# Exercise instructions
Return each line of the material below unchanged, character for character.

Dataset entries
----
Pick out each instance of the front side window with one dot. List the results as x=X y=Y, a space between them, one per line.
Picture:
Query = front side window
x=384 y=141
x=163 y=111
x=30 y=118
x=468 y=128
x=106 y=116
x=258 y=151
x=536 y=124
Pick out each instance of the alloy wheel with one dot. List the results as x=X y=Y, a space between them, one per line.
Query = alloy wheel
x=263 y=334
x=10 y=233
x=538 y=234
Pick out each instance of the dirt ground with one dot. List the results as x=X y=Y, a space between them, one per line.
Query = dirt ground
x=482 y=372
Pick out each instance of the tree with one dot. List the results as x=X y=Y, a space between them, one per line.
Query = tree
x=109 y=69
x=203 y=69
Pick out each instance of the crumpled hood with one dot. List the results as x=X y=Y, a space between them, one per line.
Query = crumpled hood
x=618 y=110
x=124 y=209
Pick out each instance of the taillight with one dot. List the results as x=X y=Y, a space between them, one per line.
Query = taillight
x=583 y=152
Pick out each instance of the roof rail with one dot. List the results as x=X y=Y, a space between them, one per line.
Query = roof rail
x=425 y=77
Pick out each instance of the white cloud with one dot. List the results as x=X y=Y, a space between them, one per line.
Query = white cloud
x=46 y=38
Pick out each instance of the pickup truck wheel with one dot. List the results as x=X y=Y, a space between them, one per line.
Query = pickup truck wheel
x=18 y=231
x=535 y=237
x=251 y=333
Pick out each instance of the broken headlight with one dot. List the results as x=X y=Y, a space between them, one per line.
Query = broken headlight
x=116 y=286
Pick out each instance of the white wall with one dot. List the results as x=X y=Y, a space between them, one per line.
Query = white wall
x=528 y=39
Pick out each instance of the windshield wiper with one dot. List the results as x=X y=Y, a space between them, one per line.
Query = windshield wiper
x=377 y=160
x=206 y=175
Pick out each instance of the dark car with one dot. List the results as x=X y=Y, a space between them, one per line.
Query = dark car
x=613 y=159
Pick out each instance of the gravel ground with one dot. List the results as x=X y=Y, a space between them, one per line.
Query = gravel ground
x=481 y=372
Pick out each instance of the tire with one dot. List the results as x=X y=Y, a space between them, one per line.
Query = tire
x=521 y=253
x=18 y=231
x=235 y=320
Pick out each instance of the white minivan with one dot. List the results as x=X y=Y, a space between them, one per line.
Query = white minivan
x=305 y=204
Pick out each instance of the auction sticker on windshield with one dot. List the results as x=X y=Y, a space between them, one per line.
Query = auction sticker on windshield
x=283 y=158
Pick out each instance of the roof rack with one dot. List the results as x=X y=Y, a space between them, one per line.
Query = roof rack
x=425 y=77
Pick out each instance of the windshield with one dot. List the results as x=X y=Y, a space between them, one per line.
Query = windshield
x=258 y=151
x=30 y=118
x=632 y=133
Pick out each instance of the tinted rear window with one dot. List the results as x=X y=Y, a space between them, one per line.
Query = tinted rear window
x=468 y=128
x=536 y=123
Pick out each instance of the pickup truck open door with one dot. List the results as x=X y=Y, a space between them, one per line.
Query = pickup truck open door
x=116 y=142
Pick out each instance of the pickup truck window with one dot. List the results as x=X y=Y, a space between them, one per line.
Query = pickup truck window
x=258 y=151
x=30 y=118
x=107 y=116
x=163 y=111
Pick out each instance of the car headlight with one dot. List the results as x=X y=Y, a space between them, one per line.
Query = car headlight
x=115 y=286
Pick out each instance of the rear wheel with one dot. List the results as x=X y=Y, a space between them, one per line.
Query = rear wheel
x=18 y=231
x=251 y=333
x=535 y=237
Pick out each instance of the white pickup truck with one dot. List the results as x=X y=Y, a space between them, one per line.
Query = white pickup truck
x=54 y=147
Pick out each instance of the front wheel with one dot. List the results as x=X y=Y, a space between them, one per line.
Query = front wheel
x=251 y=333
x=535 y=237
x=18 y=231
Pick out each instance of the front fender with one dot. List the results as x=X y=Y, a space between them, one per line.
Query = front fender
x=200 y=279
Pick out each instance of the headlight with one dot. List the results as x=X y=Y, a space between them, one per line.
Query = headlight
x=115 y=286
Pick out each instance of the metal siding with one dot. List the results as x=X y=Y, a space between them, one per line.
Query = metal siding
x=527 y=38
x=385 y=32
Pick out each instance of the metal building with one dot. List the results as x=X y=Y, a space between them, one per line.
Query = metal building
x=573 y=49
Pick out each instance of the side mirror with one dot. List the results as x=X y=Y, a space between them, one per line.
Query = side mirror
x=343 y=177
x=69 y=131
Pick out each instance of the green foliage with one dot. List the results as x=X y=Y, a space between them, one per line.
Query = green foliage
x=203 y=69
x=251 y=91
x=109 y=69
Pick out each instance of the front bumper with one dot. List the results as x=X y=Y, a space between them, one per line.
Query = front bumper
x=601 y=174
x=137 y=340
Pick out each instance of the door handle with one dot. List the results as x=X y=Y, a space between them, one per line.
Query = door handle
----
# Final result
Pick out each instance of the front side window with one dot. List the results as x=X y=Y, a space between them, one per line.
Picture:
Query = front side window
x=384 y=141
x=163 y=111
x=30 y=118
x=468 y=128
x=106 y=116
x=258 y=151
x=536 y=124
Pick out each instance of the alloy wheel with one dot. List the results as x=X y=Y, a space between them, one per line.
Query = alloy wheel
x=263 y=334
x=10 y=233
x=538 y=234
Pick out each instance of the dirt ground with one dot. List the results as x=X y=Y, a space between them, one per line.
Query = dirt ground
x=482 y=372
Pick out each instance of the tree with one dot. List the results as x=X y=Y, a space between them, one per line.
Query = tree
x=109 y=69
x=203 y=69
Pick out each instance of the crumpled hood with one dot. List the results as x=X y=Y, a space between them, one per line.
Query = crumpled hood
x=618 y=110
x=124 y=209
Pick out each instance of the taillight with one dot. List the results as x=X y=Y, a space between them, one per line.
Query = taillight
x=583 y=152
Pick out each instance of the roof rail with one dot. List the results as x=X y=Y, a space between them, one per line.
Query = roof rail
x=425 y=77
Pick out each instance of the white cloud with one dot. List the results as x=X y=Y, a space between them, one per line.
Query = white cloud
x=46 y=38
Pick out each instance of the pickup truck wheel with one dot. List the results as x=X y=Y, a space between them, one per line.
Query = pickup truck wheel
x=18 y=231
x=535 y=237
x=251 y=333
Pick out each instance of the broken headlight with one dot. List the results as x=X y=Y, a space between them, one per line.
Query = broken headlight
x=116 y=286
Pick out each instance of the white wall with one dot. List the results as x=X y=Y, a space between them, one per line.
Query = white wall
x=528 y=39
Pick out each instance of the windshield wiper with one dot. List the results as x=X y=Y, a space between them, one per line.
Query = windshield wiper
x=377 y=160
x=206 y=175
Pick out each instance of the dark car with one dot. List the results as x=X y=Y, a space between them, one per line.
Query = dark car
x=613 y=159
Pick out each instance of the gravel ground with one dot. List the results as x=X y=Y, a space between them, one per line.
Query = gravel ground
x=481 y=372
Pick out each instance of the tire with one dot. List the results as x=X y=Y, a space between them, one per line.
Query = tire
x=521 y=253
x=18 y=231
x=235 y=320
Pick out each instance of the white minivan with one dot. List the results as x=X y=Y, a space between them, one per line.
Query = white minivan
x=305 y=204
Pick out each instance of the auction sticker on windshield with one dot. List the results as x=X y=Y, a space between them, one per line.
Query = auction sticker on windshield
x=283 y=158
Pick out each instance of the roof rack with one dot. List the results as x=X y=Y, a space between them, one per line.
Query = roof rack
x=425 y=77
Pick out each instance of the windshield with one dot. List the results as x=X y=Y, a space between them, one per line.
Query = windshield
x=258 y=151
x=30 y=118
x=632 y=133
Pick out each instance of the tinted rear window with one dot. List the results as x=X y=Y, a space between them, one per line.
Query = tinted rear window
x=468 y=128
x=536 y=123
Pick out each instance of the pickup truck open door with one dot. List the results as x=X y=Y, a space between them, one per line.
Query = pickup truck open door
x=116 y=142
Pick out each instance of the pickup truck window with one dot. List the results as x=X y=Y, a space between them, one per line.
Query = pickup truck window
x=258 y=151
x=30 y=118
x=107 y=116
x=163 y=111
Pick out each instance of the car headlight with one dot. List the results as x=X y=Y, a space between them, one per line.
Query = car headlight
x=115 y=286
Pick out each instance of the rear wheel with one dot. List the results as x=X y=Y, a space between them, one per line.
Query = rear wheel
x=18 y=231
x=251 y=333
x=535 y=237
Pick out each instance of the white pickup truck with one dot. List the results as x=X y=Y, a space between them, one per line.
Query = white pickup truck
x=54 y=147
Pick out each instance of the front wheel with one dot. List the results as x=X y=Y, a space between them, one per line.
Query = front wheel
x=251 y=333
x=535 y=237
x=18 y=231
Pick out each instance of the front fender with one dot. List the results as x=X y=Y, a space between them, one per line.
Query = front fender
x=200 y=279
Pick out each instance of the headlight with one dot. List the results as x=X y=Y, a space between them, one per line.
Query = headlight
x=115 y=286
Pick out each instance of the metal siding with one dot. List the results as x=X y=Y, a space between them, one per line.
Query = metal siding
x=527 y=38
x=385 y=32
Pick out each instance of the metal building with one dot. List the results as x=X y=Y, a space between them, one per line.
Query = metal building
x=573 y=49
Pick out each instance of the side mirror with one dot. List the results as x=X y=Y, a space between them, one per line.
Query = side mirror
x=343 y=177
x=69 y=131
Pick out each instance of the green foliage with one dot. List the results as x=X y=Y, a space between them, one per line.
Query = green foliage
x=203 y=69
x=251 y=91
x=109 y=69
Pick out each instance of the front bumper with one dot. List the results as x=X y=Y, a space between them, one per line.
Query = front bumper
x=601 y=174
x=137 y=340
Pick out each instance of the door handle with one dot. List the results as x=X y=Y, a space between them, one per line.
Query = door handle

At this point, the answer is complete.